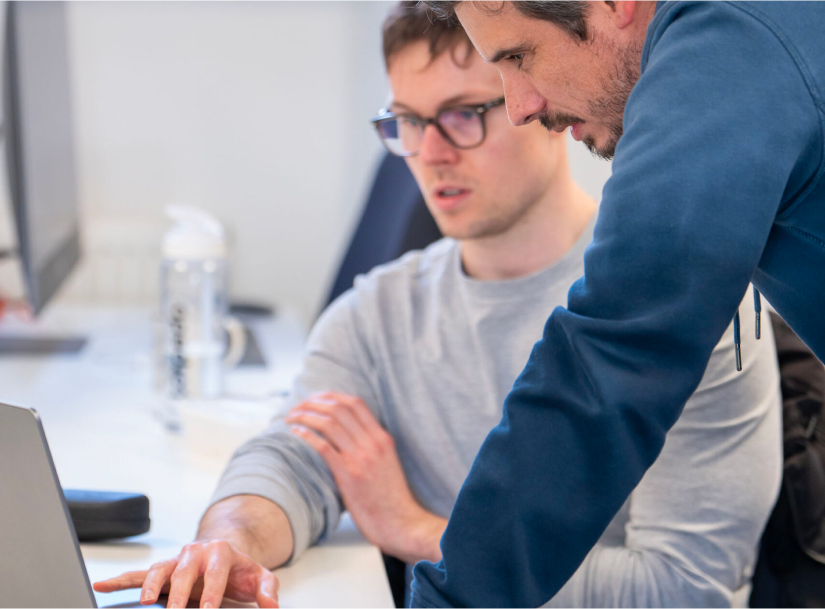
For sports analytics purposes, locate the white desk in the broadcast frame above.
[0,307,393,607]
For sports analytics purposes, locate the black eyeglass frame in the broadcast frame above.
[370,96,505,158]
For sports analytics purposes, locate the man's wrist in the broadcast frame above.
[389,508,447,564]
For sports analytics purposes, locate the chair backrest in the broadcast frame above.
[326,153,441,305]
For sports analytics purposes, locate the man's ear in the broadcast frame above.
[604,0,637,30]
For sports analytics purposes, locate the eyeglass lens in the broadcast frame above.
[378,108,484,156]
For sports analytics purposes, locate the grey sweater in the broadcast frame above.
[213,225,782,606]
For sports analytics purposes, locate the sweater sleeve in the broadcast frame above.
[211,291,377,562]
[411,3,821,606]
[548,294,782,607]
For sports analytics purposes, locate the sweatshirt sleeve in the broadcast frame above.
[211,291,378,562]
[411,3,821,607]
[548,294,782,607]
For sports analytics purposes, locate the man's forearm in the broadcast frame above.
[197,495,294,569]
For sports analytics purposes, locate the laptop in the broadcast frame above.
[0,404,162,607]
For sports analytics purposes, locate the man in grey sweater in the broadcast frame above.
[96,2,781,607]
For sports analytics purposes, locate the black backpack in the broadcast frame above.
[751,314,825,607]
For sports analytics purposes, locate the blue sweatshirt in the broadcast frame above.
[412,2,825,606]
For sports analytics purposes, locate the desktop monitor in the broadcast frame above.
[2,2,80,314]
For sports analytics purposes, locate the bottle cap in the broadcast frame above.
[163,203,226,260]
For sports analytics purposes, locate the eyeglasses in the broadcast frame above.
[370,97,504,157]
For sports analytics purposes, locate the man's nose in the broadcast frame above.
[502,74,547,127]
[418,125,459,165]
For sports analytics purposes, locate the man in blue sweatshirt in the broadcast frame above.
[412,2,825,606]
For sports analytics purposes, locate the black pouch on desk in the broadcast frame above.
[63,489,150,541]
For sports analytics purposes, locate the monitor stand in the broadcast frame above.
[0,335,88,357]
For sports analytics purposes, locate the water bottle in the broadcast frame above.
[160,205,245,430]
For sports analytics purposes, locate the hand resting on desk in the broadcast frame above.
[94,495,293,608]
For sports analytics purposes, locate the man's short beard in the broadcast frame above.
[539,37,642,161]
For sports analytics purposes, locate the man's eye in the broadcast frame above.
[507,53,524,67]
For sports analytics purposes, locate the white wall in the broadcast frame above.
[62,2,387,326]
[53,2,609,328]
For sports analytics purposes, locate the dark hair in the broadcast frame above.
[382,0,474,69]
[426,0,590,42]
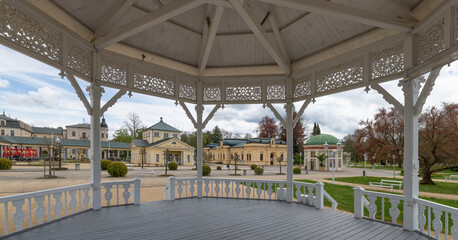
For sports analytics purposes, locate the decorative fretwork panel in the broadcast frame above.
[370,44,404,79]
[179,83,196,100]
[100,58,127,86]
[418,18,445,63]
[0,1,62,62]
[267,84,286,100]
[204,86,221,102]
[294,78,312,98]
[226,85,262,101]
[316,59,363,93]
[67,41,92,77]
[134,68,175,96]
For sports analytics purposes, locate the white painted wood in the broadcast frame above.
[261,0,414,32]
[94,0,205,49]
[229,0,291,74]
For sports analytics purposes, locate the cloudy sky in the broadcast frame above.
[0,45,458,138]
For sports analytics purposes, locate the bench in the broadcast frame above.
[369,179,402,191]
[445,175,458,181]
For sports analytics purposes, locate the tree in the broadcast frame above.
[124,112,142,138]
[113,128,133,143]
[256,116,279,138]
[419,103,458,184]
[211,126,223,143]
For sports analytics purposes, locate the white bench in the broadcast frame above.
[445,175,458,181]
[369,179,402,191]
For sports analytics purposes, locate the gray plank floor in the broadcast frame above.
[5,198,428,240]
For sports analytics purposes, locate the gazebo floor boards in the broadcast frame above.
[9,198,428,240]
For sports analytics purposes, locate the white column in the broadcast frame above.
[196,103,204,198]
[88,83,103,209]
[285,101,294,202]
[401,78,420,231]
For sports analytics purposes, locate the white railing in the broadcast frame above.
[0,179,140,236]
[415,198,458,239]
[354,187,458,239]
[164,177,330,209]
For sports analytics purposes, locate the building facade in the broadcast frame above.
[204,138,286,166]
[131,118,194,166]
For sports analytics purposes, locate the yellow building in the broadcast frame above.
[204,138,286,165]
[131,118,194,166]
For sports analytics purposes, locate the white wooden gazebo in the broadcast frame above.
[0,0,458,238]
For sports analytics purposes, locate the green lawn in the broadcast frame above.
[294,180,458,232]
[327,177,458,195]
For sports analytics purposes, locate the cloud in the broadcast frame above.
[0,78,10,88]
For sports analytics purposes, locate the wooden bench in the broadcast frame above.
[445,175,458,181]
[369,179,402,191]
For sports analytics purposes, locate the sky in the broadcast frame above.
[0,45,458,139]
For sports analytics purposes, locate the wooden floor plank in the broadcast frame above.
[4,198,421,240]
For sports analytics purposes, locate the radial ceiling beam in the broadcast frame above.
[95,0,135,37]
[199,6,224,77]
[260,0,415,32]
[229,0,291,74]
[94,0,205,49]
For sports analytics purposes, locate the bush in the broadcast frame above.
[107,162,127,177]
[0,158,13,170]
[167,162,178,171]
[202,164,212,176]
[254,167,264,175]
[100,159,112,170]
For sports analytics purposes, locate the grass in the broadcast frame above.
[328,177,458,195]
[294,180,458,232]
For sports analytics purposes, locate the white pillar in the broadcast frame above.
[401,78,420,231]
[285,102,294,202]
[88,83,103,209]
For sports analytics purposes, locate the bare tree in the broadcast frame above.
[124,112,142,138]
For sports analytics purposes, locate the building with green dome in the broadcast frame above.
[304,134,346,171]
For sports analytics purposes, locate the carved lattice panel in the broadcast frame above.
[179,83,196,100]
[370,44,404,79]
[267,84,286,100]
[134,69,175,96]
[100,58,127,86]
[418,18,445,63]
[226,85,262,101]
[67,41,92,77]
[204,86,221,102]
[293,78,312,98]
[0,1,62,62]
[316,59,363,93]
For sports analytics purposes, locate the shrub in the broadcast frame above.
[100,159,112,170]
[107,162,127,177]
[0,158,13,170]
[202,165,212,176]
[167,162,178,171]
[254,167,264,175]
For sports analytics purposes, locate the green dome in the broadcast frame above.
[304,134,339,145]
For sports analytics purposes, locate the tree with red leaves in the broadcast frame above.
[256,116,279,138]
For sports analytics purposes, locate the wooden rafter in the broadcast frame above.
[94,0,205,49]
[260,0,415,32]
[229,0,291,74]
[198,6,224,77]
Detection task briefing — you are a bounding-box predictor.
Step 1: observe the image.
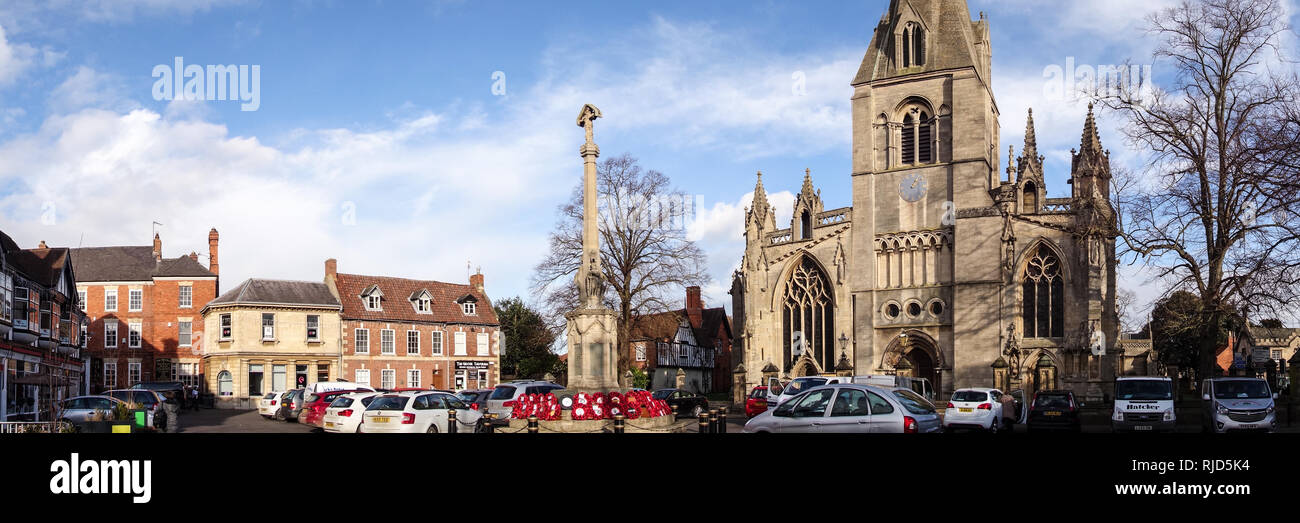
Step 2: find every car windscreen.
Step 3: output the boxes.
[365,396,411,410]
[489,385,515,399]
[1214,380,1271,399]
[781,377,826,396]
[953,390,988,402]
[893,389,935,414]
[1034,394,1070,409]
[1115,380,1174,401]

-- -- --

Given instruction:
Copy every item above word for word, leaving out the pictures.

Task answer:
For sports analytics purposes, locate the white desk in the broadcast frame above.
[0,307,393,607]
For sports analytics purposes, locate the black eyeglass frame in the broadcast frame above.
[370,96,505,158]
For sports analytics purposes, locate the man's wrist in the broadcast frame above.
[389,508,447,564]
For sports analytics purposes, locate the chair backrest in the broadcast frame above.
[326,153,441,305]
For sports analytics purposes, locate the man's ear in the broadcast frame above.
[604,0,637,30]
For sports analytics purposes, locate the eyeglass lens in the broadcast frame above.
[378,108,484,156]
For sports analytics purposes, locate the grey sweater in the broadcast frame above.
[213,225,782,606]
For sports analytics purposes, locate the sweater sleeve in the broadcast frame above.
[211,291,377,562]
[411,3,821,606]
[548,294,782,607]
For sports analytics purposes, locate the sweatshirt sleeve in the broadcast frame above.
[211,291,378,562]
[411,3,821,607]
[548,294,782,607]
For sports analytics purposes, locate the man's forearm in the broadcast frame above.
[197,495,294,569]
For sports analytics purposes, locate the laptop in the broadcast frame above.
[0,404,162,607]
For sports analytics purposes, locate the man in grey sweater in the broadcast frame above.
[96,2,781,607]
For sports analytics purposes, locate the black backpack in the broadcast frame above.
[751,314,825,607]
For sports analytics purposes, locate the blue sweatshirt in the broadcast frame above.
[412,2,825,606]
For sports analytics purposes, locate the desktop monitor in the broadcast frame above.
[2,2,80,314]
For sports analytics purposes, locate the bottle cap in the broadcast frame above.
[163,203,226,260]
For sports analytics purposes, locate the eyeglasses in the broadcast frame above.
[370,97,504,157]
For sports analytics purposes, locate the man's nose in the broadcast frame above.
[502,74,547,127]
[418,125,459,165]
For sports analytics purposes, locate the man in blue sweatshirt in the broadcast frame above.
[412,2,825,606]
For sports analytics purposes, locate the black pouch on desk in the broadcast frame above.
[63,489,150,541]
For sports analytics purposes, locate the monitor stand in the broadcast frame above.
[0,335,88,357]
For sports analytics purposes, locate the water bottle in the broadcast frame above.
[160,205,245,430]
For sports analytics purposes, locate the hand resting on desk in the broadcast frame above.
[94,495,293,608]
For sports analytics purposes, locate the man's short beard in the broadcast frame above.
[539,37,642,161]
For sports analytics purposes, locate the man's eye in the broadcast frame above.
[507,53,524,67]
For sports analytics purposes, locate the white wall in the broadcast frame above.
[62,2,387,326]
[53,2,609,328]
For sports analytics purposes, locate the dark hair in the broadcast frame above.
[382,0,474,69]
[426,0,590,42]
For sports analytics purposes, locate the decorative fretwork panel in the broadcast frame above.
[370,44,404,79]
[179,83,196,100]
[100,58,127,86]
[418,18,445,63]
[0,1,62,62]
[267,84,286,100]
[204,86,221,102]
[294,78,312,98]
[226,85,262,101]
[316,59,363,93]
[67,41,92,77]
[134,68,175,96]
For sports analytics purposes, locate the white painted wood in the broadcast frame above.
[261,0,414,32]
[94,0,205,49]
[229,0,291,74]
For sports analytics purposes, locate the cloudy sky in the broadcast frame above.
[0,45,458,138]
For sports analytics purposes, locate the bench in the broadcast frame above.
[369,179,402,191]
[445,175,458,181]
For sports analytics purposes, locate the tree in the broadcast frame above.
[124,112,142,138]
[113,128,133,143]
[256,116,279,138]
[419,103,458,184]
[211,126,223,143]
For sports analytics purposes, locate the white bench in the broadcast frame above.
[445,175,458,181]
[369,179,402,191]
For sports analytics purposes, locate the gray plank floor in the broadcast frame above.
[5,198,428,240]
For sports analytics purposes, locate the gazebo floor boards in the broadcast frame above.
[9,198,428,240]
For sports analytics purposes, locate the white column in the broadcast frame above.
[196,103,204,198]
[88,83,103,209]
[285,101,294,202]
[401,78,420,231]
For sports analytics purposes, locate the white railing in the broadcast frame above.
[0,179,140,236]
[415,198,458,239]
[354,187,458,239]
[164,177,330,209]
For sports analytics purposes, locate the building facade in the broadcast frame above.
[204,138,286,166]
[131,118,194,166]
For sports analytics purposes, locate the yellow building in the broadcast frame above.
[204,138,286,165]
[131,118,194,166]
For sports analytics purposes, locate the white wooden gazebo in the broadcast frame above.
[0,0,458,238]
For sports analytics purposes, locate the green lawn in the broadcast frame above.
[294,180,458,232]
[327,177,458,195]
For sports analytics purposes, locate the cloud in the broadcast frame above.
[0,78,10,88]
For sports analytics purposes, locate the wooden bench in the broadcast frame above.
[445,175,458,181]
[369,179,402,191]
For sports analytics purposes, locate the sky in the broadcast frame above.
[0,45,458,139]
For sports analytics purposes, locate the wooden floor plank in the broadcast frame above.
[4,198,421,240]
For sports analytics purposes, locate the radial ceiling beam in the broadcast frame above.
[95,0,135,37]
[199,6,224,77]
[260,0,415,32]
[229,0,291,74]
[94,0,205,49]
For sports analytics purposes, locate the bush in the broadcast frame above.
[107,162,127,177]
[0,158,13,170]
[167,162,178,171]
[202,164,212,176]
[254,167,264,175]
[100,159,112,170]
For sports analytics purposes, locate the grass in the broadcast frame above.
[328,177,458,195]
[294,180,458,232]
For sports analytics purposes, locate the white pillar in the broadcast frame above.
[401,78,420,231]
[285,102,294,202]
[88,83,103,209]
For sports analytics purposes, locate the bare tree in the broadcast frame above.
[124,112,142,138]
For sports analytics purposes, locate the building with green dome in the broadcast frame above.
[304,134,346,171]
For sports analytics purposes, locate the carved lattice panel in the broadcast frame above.
[179,83,196,100]
[370,44,404,79]
[267,84,286,100]
[134,69,175,96]
[100,58,127,86]
[418,18,445,63]
[226,85,262,101]
[67,41,92,77]
[204,86,221,102]
[293,78,312,98]
[0,1,62,62]
[316,59,363,93]
For sports analytics purposes, locate the shrub in the broadcast frame above.
[100,159,112,170]
[107,162,127,177]
[0,158,13,170]
[202,165,212,176]
[167,162,178,171]
[254,167,264,175]
For sports analytics purposes, locate the green dome in the broadcast frame above.
[304,134,339,145]
For sports analytics purposes, locate the tree with red leaves in the broadcast frame above.
[256,116,279,138]
For sports analytics purposes, locate the wooden rafter in the broadcast frame above.
[94,0,205,49]
[260,0,415,32]
[229,0,291,74]
[198,6,224,77]
Detection task briefing — you are a bounding-box predictor.
Step 1: observe the image.
Step 2: find every car windscreen.
Step 3: output the boxes.
[365,396,411,410]
[489,385,515,399]
[1214,380,1271,399]
[781,377,826,396]
[953,390,988,402]
[893,389,935,414]
[1034,394,1070,409]
[1115,380,1174,401]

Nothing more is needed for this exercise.